# TASK REQUIREMENTS
In the records below, find the lines that include "grass" and copy each.
━━ INFORMATION GIVEN ━━
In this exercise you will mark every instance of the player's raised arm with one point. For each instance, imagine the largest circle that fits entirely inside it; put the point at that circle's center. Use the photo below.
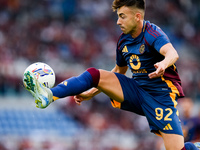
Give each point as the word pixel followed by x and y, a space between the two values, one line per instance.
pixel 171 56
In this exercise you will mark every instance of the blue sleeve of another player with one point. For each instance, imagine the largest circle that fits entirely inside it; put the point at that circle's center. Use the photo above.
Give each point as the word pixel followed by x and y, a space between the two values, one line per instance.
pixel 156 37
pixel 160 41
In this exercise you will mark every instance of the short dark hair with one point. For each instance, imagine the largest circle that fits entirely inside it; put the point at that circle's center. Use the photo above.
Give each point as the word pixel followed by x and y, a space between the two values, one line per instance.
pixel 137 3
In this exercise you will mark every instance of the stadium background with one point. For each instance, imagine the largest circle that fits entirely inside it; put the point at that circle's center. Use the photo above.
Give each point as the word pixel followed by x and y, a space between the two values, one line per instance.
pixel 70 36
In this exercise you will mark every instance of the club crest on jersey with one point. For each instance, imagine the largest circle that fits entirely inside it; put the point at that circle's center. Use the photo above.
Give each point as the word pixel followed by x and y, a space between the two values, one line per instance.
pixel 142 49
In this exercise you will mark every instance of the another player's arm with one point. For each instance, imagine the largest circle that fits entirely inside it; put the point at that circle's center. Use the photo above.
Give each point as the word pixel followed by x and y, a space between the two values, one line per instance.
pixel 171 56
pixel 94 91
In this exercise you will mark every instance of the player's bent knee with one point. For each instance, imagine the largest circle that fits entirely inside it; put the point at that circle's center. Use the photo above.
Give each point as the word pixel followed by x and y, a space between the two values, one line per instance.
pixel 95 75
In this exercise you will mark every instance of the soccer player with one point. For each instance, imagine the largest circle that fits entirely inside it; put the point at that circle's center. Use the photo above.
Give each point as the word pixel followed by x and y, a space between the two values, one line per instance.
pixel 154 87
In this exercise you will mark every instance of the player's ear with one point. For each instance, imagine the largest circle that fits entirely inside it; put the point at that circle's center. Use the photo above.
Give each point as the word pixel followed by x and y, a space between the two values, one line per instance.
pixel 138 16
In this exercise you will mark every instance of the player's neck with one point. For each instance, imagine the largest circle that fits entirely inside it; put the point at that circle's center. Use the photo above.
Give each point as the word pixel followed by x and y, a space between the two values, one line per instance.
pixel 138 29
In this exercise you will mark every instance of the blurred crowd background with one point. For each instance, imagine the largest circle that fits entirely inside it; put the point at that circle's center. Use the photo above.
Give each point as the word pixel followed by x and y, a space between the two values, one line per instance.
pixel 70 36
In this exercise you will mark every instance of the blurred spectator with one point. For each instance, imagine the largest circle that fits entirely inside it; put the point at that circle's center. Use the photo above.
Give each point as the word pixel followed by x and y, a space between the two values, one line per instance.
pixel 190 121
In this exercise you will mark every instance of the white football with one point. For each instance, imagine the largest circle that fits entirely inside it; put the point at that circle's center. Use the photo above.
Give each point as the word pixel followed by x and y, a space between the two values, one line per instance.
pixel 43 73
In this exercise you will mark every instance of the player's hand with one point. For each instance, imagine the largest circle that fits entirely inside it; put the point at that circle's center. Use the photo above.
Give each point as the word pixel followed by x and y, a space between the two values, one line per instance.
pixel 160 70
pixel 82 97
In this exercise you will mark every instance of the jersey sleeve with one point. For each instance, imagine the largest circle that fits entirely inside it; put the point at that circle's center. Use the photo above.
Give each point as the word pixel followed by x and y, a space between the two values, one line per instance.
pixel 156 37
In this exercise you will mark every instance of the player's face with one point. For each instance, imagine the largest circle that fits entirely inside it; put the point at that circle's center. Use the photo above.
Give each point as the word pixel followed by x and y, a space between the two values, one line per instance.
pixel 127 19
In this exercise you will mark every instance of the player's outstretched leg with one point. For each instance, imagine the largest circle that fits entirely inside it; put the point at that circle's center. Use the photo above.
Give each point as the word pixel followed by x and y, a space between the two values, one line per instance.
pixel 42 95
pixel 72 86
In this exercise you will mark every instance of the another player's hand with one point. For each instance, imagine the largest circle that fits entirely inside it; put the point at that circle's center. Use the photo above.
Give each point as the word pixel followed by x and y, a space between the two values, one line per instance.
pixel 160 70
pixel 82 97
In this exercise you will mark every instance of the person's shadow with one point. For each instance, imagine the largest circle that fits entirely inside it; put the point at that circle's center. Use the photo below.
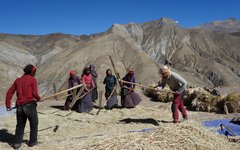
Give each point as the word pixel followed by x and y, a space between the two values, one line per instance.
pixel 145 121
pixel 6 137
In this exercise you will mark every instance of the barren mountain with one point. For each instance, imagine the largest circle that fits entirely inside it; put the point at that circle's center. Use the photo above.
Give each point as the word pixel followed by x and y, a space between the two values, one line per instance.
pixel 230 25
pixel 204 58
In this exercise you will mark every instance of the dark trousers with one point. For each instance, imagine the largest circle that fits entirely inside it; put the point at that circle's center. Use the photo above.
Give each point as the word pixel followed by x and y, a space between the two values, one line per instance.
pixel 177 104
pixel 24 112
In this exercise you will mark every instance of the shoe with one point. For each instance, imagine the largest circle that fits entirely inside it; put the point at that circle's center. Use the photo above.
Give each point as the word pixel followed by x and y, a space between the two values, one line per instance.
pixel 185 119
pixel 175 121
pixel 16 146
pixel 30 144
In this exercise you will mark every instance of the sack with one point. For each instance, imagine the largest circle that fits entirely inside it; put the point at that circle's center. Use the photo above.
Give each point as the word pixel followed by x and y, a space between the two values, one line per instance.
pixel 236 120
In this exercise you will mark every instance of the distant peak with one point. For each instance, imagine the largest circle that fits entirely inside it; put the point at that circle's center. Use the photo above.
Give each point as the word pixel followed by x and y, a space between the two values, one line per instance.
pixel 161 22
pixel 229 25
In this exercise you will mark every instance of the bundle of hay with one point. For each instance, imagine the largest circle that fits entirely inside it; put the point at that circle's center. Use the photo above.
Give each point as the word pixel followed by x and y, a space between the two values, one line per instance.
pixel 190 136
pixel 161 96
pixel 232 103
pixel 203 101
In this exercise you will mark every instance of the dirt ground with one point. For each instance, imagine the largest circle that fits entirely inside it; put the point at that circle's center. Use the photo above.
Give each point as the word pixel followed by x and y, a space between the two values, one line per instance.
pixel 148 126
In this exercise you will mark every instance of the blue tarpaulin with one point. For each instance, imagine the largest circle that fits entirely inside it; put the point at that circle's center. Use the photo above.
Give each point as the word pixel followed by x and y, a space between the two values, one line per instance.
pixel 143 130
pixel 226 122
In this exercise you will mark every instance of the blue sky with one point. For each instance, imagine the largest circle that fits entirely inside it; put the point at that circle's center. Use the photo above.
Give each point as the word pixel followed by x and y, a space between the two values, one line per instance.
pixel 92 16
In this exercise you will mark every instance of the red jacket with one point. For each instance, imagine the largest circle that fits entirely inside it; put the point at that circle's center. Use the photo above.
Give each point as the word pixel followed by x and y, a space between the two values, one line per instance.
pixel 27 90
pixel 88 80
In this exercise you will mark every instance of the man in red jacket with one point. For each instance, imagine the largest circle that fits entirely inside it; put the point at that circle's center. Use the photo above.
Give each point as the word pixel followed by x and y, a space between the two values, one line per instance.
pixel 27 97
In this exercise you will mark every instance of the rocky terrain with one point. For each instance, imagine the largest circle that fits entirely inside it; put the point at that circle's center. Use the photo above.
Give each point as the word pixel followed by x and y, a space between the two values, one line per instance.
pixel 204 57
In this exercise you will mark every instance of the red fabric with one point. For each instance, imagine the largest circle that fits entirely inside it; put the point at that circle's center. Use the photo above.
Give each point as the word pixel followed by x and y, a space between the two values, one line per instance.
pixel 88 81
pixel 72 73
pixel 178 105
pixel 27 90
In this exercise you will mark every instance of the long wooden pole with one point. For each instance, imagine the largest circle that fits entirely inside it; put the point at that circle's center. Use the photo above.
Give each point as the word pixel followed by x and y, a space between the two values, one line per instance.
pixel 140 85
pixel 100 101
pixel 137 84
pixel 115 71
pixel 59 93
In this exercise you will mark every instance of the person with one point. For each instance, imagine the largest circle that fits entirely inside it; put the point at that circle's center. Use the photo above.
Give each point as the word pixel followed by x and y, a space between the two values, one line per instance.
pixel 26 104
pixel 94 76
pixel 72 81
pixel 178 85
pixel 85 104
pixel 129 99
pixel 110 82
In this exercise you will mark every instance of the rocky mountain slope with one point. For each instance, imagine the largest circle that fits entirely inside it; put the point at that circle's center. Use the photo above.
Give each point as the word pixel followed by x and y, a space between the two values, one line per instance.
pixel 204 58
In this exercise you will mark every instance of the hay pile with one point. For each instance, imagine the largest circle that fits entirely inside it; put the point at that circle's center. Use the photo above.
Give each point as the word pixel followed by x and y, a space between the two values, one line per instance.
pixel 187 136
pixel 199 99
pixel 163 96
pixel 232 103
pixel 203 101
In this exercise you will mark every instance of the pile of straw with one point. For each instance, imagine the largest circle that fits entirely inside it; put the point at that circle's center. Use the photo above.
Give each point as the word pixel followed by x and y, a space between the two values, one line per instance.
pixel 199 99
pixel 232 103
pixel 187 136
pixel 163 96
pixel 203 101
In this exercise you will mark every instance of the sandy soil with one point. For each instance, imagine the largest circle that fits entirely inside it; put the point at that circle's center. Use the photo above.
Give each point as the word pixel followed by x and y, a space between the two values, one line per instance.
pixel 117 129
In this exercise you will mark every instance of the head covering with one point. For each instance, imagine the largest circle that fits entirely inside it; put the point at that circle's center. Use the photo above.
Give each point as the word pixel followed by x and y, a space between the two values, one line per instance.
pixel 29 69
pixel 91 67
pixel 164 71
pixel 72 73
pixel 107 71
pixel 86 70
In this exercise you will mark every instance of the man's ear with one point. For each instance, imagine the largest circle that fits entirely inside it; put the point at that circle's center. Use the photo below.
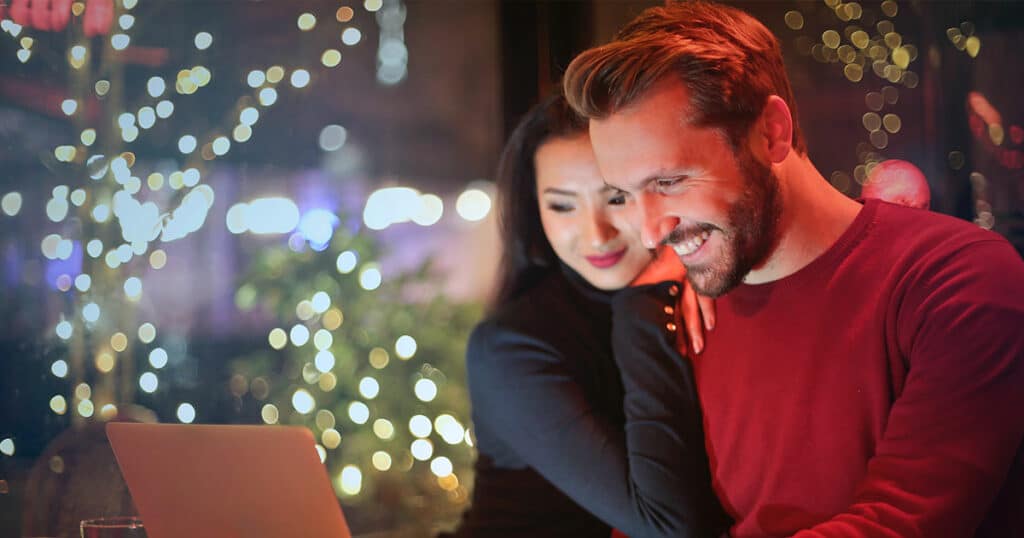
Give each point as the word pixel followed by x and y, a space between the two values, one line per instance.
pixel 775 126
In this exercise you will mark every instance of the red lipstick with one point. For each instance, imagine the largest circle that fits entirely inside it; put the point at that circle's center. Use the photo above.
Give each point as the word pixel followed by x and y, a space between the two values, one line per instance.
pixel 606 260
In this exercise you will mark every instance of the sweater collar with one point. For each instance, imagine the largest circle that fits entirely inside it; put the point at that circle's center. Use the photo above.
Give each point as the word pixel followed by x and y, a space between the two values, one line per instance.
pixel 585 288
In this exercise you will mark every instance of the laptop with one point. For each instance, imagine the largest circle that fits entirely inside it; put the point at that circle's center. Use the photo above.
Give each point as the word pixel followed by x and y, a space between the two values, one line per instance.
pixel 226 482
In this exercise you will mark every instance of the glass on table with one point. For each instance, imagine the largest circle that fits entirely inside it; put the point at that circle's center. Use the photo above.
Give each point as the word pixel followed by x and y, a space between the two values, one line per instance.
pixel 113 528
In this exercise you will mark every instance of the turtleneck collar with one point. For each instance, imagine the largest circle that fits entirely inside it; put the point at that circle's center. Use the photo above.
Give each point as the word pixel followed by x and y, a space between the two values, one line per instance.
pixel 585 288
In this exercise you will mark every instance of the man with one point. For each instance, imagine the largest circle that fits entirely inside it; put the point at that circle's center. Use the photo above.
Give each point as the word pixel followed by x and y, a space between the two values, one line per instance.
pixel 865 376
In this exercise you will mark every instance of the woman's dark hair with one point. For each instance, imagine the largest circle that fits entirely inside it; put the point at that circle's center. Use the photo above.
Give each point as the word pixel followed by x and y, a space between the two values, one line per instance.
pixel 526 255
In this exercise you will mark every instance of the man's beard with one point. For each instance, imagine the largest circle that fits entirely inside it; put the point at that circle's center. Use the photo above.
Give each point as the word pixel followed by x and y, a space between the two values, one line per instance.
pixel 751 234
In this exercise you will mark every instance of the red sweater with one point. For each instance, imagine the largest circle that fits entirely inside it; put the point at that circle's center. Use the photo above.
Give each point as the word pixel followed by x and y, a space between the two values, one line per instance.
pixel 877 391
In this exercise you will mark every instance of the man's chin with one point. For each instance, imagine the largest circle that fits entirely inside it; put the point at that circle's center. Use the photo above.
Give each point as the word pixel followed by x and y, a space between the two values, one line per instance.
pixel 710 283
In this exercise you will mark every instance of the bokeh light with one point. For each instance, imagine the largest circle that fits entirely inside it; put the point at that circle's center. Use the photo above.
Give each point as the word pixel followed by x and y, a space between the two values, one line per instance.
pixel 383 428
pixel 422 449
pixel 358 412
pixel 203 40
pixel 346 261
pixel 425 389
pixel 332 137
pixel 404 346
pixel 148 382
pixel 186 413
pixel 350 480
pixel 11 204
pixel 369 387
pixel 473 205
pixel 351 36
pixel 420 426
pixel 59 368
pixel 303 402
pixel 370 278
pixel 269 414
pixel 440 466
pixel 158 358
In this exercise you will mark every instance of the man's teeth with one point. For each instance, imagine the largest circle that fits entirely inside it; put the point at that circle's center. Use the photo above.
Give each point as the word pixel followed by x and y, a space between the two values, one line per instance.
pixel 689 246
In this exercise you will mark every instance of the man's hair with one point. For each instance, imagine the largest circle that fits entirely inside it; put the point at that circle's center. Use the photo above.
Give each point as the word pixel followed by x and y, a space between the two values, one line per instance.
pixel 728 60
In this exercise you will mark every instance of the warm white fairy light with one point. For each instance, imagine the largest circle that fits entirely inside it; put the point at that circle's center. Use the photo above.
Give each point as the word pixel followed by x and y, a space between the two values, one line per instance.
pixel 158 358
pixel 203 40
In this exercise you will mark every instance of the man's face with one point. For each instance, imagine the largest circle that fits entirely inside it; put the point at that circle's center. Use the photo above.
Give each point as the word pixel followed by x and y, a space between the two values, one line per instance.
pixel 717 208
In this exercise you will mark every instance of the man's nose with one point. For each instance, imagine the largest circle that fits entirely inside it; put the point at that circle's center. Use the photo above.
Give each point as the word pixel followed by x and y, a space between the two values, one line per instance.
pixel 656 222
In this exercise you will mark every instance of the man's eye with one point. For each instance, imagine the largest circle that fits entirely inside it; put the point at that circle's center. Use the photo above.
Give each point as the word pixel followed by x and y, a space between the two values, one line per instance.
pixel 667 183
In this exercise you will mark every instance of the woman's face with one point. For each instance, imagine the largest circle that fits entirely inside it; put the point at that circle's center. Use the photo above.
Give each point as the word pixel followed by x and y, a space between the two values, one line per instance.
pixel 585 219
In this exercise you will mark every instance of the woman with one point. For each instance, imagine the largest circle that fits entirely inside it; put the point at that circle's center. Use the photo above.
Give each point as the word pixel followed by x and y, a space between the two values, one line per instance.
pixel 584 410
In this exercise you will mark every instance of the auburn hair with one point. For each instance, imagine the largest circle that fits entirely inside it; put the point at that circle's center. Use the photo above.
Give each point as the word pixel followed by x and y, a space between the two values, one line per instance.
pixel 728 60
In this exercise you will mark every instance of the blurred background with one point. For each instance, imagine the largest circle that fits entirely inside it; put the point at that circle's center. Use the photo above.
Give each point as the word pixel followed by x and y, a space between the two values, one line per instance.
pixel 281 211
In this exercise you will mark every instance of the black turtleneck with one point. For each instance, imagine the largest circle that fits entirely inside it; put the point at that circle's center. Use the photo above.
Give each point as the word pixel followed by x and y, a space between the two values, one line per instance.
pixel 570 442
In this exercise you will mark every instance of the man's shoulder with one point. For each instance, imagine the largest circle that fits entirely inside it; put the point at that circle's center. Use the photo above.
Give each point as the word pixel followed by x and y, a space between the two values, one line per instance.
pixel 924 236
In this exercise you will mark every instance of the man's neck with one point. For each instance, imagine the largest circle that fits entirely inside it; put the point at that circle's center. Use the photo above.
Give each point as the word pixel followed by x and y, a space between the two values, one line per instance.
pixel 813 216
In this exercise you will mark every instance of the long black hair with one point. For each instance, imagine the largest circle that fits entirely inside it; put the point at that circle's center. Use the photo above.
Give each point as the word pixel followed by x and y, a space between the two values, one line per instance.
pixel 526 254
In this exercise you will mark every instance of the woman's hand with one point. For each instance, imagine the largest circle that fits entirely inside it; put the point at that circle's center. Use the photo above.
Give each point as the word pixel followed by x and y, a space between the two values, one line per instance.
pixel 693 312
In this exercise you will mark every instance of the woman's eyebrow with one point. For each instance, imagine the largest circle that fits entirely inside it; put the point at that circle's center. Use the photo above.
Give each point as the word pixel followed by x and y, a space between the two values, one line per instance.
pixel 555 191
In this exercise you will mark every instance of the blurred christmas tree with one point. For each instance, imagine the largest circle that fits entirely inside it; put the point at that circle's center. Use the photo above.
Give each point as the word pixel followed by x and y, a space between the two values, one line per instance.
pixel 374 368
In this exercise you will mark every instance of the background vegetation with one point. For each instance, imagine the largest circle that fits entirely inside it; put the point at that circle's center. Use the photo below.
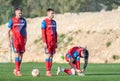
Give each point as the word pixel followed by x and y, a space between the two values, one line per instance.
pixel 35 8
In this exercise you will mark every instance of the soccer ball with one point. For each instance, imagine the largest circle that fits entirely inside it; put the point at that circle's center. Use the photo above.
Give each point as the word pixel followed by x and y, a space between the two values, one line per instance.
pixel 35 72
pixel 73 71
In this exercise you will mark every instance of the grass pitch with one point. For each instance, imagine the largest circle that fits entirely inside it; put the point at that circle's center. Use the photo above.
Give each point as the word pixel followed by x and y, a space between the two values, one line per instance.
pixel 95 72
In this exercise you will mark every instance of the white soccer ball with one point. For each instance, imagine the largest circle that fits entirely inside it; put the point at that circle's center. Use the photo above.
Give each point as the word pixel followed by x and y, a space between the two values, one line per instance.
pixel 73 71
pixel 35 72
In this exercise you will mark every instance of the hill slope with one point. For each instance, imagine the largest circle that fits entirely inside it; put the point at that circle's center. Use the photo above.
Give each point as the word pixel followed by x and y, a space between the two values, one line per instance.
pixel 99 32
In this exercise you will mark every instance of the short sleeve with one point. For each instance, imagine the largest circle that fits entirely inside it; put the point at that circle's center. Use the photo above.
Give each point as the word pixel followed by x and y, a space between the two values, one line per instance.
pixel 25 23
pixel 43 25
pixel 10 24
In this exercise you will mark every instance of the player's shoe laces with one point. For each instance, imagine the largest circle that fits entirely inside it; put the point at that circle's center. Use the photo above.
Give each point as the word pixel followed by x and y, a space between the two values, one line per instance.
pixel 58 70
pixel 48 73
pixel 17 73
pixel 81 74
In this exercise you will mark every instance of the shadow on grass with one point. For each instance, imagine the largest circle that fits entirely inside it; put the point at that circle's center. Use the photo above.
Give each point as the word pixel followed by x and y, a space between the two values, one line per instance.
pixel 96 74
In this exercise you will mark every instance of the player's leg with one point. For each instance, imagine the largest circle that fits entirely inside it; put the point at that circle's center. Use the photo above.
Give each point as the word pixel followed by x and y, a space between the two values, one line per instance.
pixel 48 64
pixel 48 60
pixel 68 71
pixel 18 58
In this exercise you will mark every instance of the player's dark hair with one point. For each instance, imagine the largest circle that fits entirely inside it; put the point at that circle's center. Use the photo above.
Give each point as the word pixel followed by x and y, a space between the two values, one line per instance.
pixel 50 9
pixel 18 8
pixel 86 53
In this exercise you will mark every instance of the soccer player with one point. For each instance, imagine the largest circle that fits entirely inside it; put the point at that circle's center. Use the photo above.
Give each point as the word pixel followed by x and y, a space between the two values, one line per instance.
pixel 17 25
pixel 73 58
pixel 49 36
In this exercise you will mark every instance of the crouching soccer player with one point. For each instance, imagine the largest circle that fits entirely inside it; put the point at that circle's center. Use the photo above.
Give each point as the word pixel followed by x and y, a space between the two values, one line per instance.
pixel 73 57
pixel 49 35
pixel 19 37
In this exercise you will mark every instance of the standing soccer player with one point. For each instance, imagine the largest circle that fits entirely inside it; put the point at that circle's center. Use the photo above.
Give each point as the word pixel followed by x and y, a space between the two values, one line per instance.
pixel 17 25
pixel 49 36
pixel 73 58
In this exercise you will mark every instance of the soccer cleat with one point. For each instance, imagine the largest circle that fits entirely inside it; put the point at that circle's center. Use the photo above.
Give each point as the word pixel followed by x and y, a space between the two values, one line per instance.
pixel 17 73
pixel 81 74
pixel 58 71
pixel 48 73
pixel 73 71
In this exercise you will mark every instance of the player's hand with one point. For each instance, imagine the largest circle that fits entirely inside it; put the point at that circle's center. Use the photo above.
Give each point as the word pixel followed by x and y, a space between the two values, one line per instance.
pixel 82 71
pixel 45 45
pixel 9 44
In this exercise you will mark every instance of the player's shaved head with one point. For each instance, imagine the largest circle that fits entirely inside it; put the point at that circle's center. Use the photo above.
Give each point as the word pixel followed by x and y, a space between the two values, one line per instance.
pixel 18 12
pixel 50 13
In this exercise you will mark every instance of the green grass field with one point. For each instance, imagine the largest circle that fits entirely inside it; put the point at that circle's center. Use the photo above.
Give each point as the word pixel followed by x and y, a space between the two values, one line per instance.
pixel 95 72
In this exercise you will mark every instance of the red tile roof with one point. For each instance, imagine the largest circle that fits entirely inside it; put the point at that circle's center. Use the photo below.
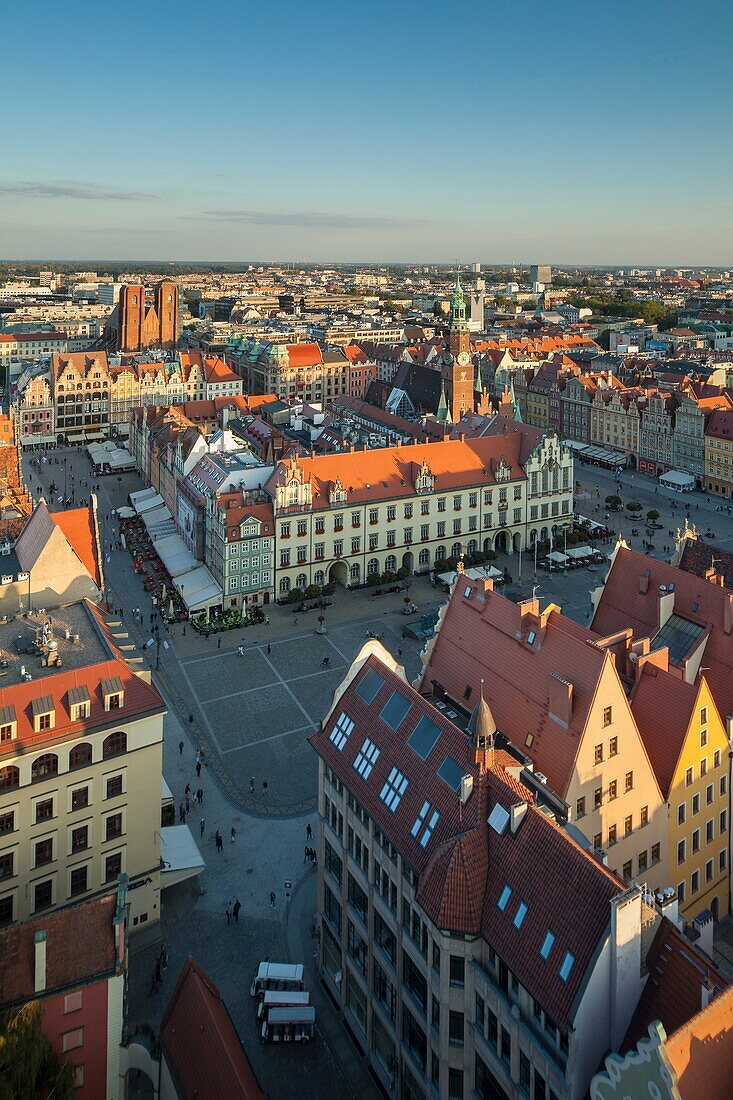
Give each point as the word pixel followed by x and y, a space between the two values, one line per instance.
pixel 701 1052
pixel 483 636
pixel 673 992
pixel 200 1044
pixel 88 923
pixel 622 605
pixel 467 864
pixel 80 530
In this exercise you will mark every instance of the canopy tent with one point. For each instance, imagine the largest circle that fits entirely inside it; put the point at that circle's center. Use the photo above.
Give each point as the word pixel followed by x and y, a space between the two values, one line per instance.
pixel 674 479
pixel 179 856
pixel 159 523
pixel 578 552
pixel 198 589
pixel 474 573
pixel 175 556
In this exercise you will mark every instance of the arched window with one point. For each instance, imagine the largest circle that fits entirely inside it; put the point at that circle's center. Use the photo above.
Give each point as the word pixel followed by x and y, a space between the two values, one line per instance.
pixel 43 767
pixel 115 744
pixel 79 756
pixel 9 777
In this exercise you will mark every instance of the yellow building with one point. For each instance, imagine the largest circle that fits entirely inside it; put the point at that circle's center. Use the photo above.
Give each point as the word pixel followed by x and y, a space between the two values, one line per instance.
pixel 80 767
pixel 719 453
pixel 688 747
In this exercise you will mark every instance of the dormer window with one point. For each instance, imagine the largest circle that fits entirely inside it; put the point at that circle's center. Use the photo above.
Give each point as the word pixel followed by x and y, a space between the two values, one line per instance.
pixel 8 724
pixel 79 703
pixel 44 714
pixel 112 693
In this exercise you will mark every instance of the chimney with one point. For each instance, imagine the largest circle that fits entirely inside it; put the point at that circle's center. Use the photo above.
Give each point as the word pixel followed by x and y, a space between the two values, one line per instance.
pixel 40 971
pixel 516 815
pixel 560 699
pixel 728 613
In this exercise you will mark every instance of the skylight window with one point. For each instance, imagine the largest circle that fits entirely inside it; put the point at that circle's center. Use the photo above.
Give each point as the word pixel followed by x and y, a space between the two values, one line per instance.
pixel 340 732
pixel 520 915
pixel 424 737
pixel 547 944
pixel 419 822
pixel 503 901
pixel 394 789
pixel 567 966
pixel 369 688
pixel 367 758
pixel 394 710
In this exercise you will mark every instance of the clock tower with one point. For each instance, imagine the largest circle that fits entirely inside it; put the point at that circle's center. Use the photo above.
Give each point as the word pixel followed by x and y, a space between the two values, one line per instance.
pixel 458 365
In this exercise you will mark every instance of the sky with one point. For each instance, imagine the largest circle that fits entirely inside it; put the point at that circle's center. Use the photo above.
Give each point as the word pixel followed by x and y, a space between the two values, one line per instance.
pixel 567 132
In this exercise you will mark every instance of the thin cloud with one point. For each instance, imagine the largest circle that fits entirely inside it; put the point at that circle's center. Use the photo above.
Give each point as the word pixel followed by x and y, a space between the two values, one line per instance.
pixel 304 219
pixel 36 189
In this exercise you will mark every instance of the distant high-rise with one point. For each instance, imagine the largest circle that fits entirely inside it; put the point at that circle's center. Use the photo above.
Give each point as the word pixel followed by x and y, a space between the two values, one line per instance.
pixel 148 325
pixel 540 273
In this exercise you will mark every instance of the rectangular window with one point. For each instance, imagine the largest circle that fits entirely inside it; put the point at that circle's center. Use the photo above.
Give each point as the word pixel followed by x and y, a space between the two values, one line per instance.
━━━
# YOUR SOLUTION
In this exercise you will mark every instance of the grass pitch with one point. For each instance, imagine the largest circle that fits entirely inside it; put the point at that circle's center. Use the photo above.
In this exercise you will mark every instance of the shadow on grass with one point. For each instance, imagine the largest circle that fits entirely inside it; put the point at that circle's center. Use the photo above.
In this exercise you will mark every instance of the green grass field with one point. For each instance, imagine the largest circle that fits entirely inside it; put the point at that circle's center. Use the photo above.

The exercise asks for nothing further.